> _Data provided_:
··········

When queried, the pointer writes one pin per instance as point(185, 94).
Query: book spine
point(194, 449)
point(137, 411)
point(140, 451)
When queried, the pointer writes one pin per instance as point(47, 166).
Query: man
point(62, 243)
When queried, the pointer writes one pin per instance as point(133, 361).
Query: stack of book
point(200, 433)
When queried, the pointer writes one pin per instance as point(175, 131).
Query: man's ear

··········

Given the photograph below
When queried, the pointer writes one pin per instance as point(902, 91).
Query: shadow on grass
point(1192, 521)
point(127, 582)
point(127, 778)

··········

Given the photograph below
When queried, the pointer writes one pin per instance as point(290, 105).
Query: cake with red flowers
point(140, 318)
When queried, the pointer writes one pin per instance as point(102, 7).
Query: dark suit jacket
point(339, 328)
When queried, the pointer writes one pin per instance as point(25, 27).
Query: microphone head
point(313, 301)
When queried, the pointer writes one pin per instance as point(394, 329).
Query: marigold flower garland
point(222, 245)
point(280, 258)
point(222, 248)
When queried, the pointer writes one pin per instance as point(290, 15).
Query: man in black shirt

··········

> _What is required_:
Please revise the stretch of entries from the line containing "as point(290, 15)." through the line containing "Query: man in black shirt", swapping "black shirt" for "gray shirt" and keeping everything else the same.

> _Final answer_:
When queried, the pointer writes one pin per instance as point(290, 15).
Query: man in gray shirt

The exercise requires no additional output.